[Passage given]:
Director of the National Ethnic Affairs Commission
- In office 18 March 1998 – 17 March 2008
- Preceded by: Ismail Amat
- Succeeded by: Yang Jing

Personal details
- Born: November 1943 (age 82) Wangqing County, Jilin, Manchukuo
- Party: Chinese Communist Party
- Alma mater: Yanbian University

Chinese name
- Chinese: 李德洙

Standard Mandarin
- Hanyu Pinyin: Lǐ Dézhū

= Li Dezhu =

Chinese politician

Li Dezhu (born November 1943) is a Chinese politician of Korean ethnicity who served as director of the National Ethnic Affairs Commission from 1998 to 2008.

He was an alternate member of the 12th Central Committee of the Chinese Communist Party and a member of the 13th, 14th, 15th and 16th Central Committee of the Chinese Communist Party. He was a representative of the 13th, 14th, 15th, 16th and 17th National Congress of the Chinese Communist Party. He was a member of the 11th National Committee of the Chinese People's Political Consultative Conference.

[Location identification items]
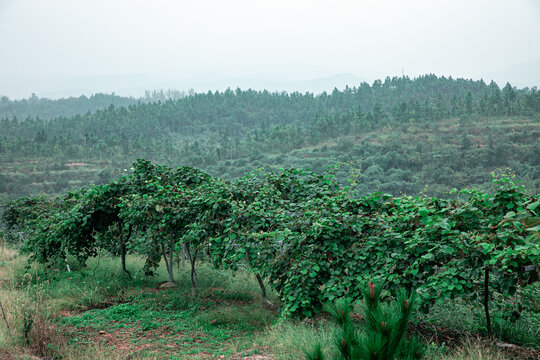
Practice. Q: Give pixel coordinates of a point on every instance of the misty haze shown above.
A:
(269, 180)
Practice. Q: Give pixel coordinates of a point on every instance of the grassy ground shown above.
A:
(95, 313)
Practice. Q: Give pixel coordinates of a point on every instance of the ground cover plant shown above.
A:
(300, 233)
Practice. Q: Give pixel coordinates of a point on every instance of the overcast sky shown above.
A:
(277, 39)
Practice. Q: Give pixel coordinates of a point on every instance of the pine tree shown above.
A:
(383, 332)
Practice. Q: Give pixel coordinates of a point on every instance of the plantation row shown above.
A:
(312, 239)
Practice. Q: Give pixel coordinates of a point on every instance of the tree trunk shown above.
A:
(123, 253)
(486, 301)
(194, 279)
(184, 257)
(164, 255)
(261, 285)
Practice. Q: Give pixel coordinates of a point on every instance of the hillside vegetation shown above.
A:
(399, 136)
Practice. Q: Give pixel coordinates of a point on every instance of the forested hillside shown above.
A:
(400, 135)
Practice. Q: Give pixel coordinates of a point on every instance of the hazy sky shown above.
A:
(294, 39)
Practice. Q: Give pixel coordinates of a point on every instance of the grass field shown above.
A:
(95, 313)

[Prompt]: Reproduce the Li Dezhu biography word for word, from its first line to its last. The records are not used for this.

[Solution for this problem]:
Director of the National Ethnic Affairs Commission
- In office 18 March 1998 – 17 March 2008
- Preceded by: Ismail Amat
- Succeeded by: Yang Jing

Personal details
- Born: November 1943 (age 82) Wangqing County, Jilin, Manchukuo
- Party: Chinese Communist Party
- Alma mater: Yanbian University

Chinese name
- Chinese: 李德洙

Standard Mandarin
- Hanyu Pinyin: Lǐ Dézhū

= Li Dezhu =

Chinese politician

Li Dezhu (born November 1943) is a Chinese politician of Korean ethnicity who served as director of the National Ethnic Affairs Commission from 1998 to 2008.

He was an alternate member of the 12th Central Committee of the Chinese Communist Party and a member of the 13th, 14th, 15th and 16th Central Committee of the Chinese Communist Party. He was a representative of the 13th, 14th, 15th, 16th and 17th National Congress of the Chinese Communist Party. He was a member of the 11th National Committee of the Chinese People's Political Consultative Conference.